[EXTRACTED INFORMATION — start]

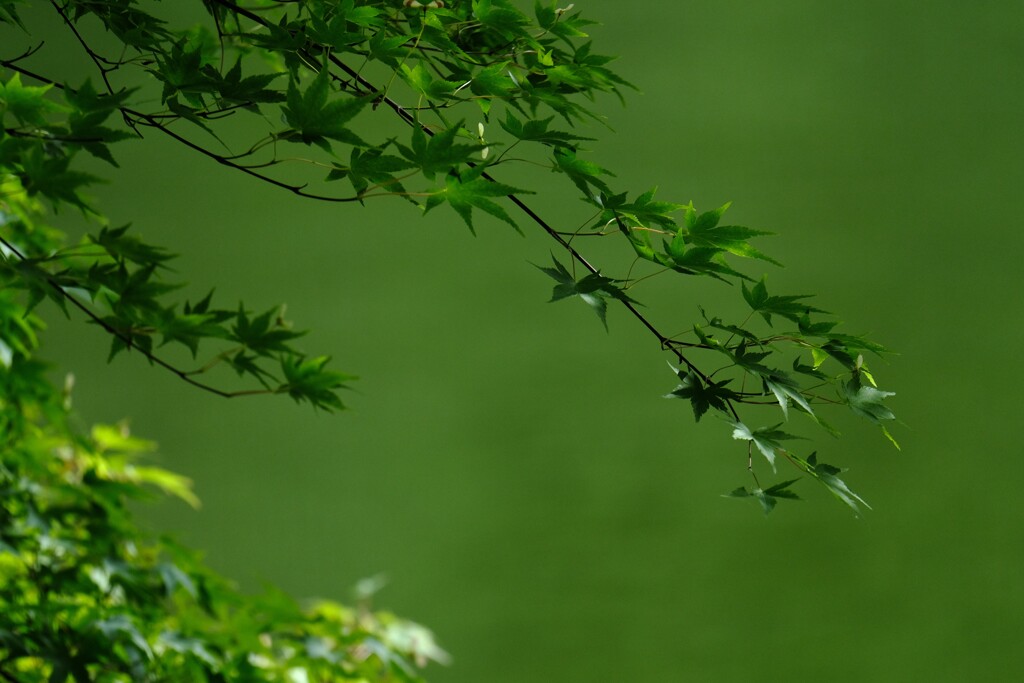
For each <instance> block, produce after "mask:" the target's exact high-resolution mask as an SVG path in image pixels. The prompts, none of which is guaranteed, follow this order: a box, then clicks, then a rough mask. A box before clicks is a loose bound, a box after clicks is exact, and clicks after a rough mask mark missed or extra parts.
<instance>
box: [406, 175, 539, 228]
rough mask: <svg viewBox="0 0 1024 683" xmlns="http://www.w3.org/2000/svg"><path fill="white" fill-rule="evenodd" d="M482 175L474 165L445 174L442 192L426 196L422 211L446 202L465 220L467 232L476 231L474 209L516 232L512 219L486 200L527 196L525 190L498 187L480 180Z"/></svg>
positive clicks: (503, 208) (526, 192) (526, 191)
mask: <svg viewBox="0 0 1024 683" xmlns="http://www.w3.org/2000/svg"><path fill="white" fill-rule="evenodd" d="M482 172H483V167H482V166H478V167H476V168H475V169H468V170H466V171H464V172H463V173H462V174H461V175H459V174H456V173H454V172H453V173H449V174H447V176H446V177H445V178H444V189H442V190H440V191H439V193H436V194H434V195H432V196H431V197H430V199H429V200H428V201H427V206H426V209H427V210H430V209H432V208H433V207H435V206H437V205H438V204H440V203H441V202H442V201H445V200H446V201H447V203H449V204H450V205H451V206H452V208H453V209H455V211H456V213H458V214H459V215H460V216H462V219H463V220H464V221H466V225H467V226H469V229H470V231H472V232H473V233H474V234H475V232H476V229H475V228H474V226H473V209H474V208H477V209H480V210H481V211H484V212H486V213H489V214H490V215H492V216H495V217H496V218H499V219H500V220H503V221H505V222H506V223H508V224H509V225H511V226H512V227H514V228H515V229H516V231H520V230H519V226H518V225H516V223H515V221H514V220H512V216H510V215H509V214H508V212H507V211H506V210H505V209H504V208H502V207H501V206H500V205H498V204H496V203H495V202H492V201H490V199H488V198H492V197H508V196H509V195H517V194H519V195H521V194H530V193H529V191H528V190H524V189H519V188H518V187H513V186H511V185H506V184H502V183H500V182H493V181H490V180H487V179H485V178H482V177H480V175H481V173H482Z"/></svg>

[EXTRACTED INFORMATION — finish]

Update the lines above by replacing "rough mask" with "coarse mask" everywhere, keeping everything else the same, and omit the pictures from your answer.

SOLUTION FOR THIS TASK ::
For each <instance> block, produce after "mask:" the target's exact high-resolution mask as an SVG path in image pixels. The prompts, none of which is guaranteed, follow this order: a box, then clicks, then a coarse mask. A box before clicks is a loose bound, a box after clicks is exact, and clicks after a coarse mask mark missed or extra parts.
<instance>
box: [406, 175, 539, 228]
coarse mask: <svg viewBox="0 0 1024 683" xmlns="http://www.w3.org/2000/svg"><path fill="white" fill-rule="evenodd" d="M482 175L474 165L445 174L442 192L426 196L422 211L446 202L465 220L467 232L476 231L474 209L516 232L512 219L486 200L527 196L525 190L498 187L480 180Z"/></svg>
positive clicks: (503, 208) (526, 192) (526, 191)
mask: <svg viewBox="0 0 1024 683" xmlns="http://www.w3.org/2000/svg"><path fill="white" fill-rule="evenodd" d="M482 172H483V167H482V166H478V167H476V168H475V169H468V170H466V171H464V172H463V173H462V174H461V175H459V174H456V173H454V172H453V173H449V174H447V176H446V177H445V178H444V189H442V190H440V191H439V193H436V194H434V195H432V196H431V197H430V199H429V200H428V201H427V206H426V209H427V210H430V209H432V208H433V207H435V206H437V205H438V204H440V203H441V202H442V201H445V200H446V201H447V203H449V204H450V205H451V206H452V208H453V209H455V211H456V213H458V214H459V215H460V216H462V219H463V220H464V221H466V225H467V226H469V229H470V231H472V232H473V233H474V234H475V232H476V229H475V228H474V226H473V209H474V208H477V209H480V210H481V211H484V212H486V213H489V214H490V215H492V216H495V217H496V218H499V219H500V220H503V221H505V222H506V223H508V224H509V225H511V226H512V227H514V228H515V229H516V231H520V230H519V226H518V225H516V223H515V221H514V220H512V216H510V215H509V214H508V212H507V211H506V210H505V209H504V208H502V207H501V206H500V205H498V204H496V203H495V202H492V201H490V199H488V198H492V197H508V196H509V195H517V194H519V195H521V194H530V193H529V191H528V190H524V189H519V188H518V187H513V186H511V185H506V184H502V183H500V182H493V181H490V180H487V179H485V178H482V177H480V175H481V173H482Z"/></svg>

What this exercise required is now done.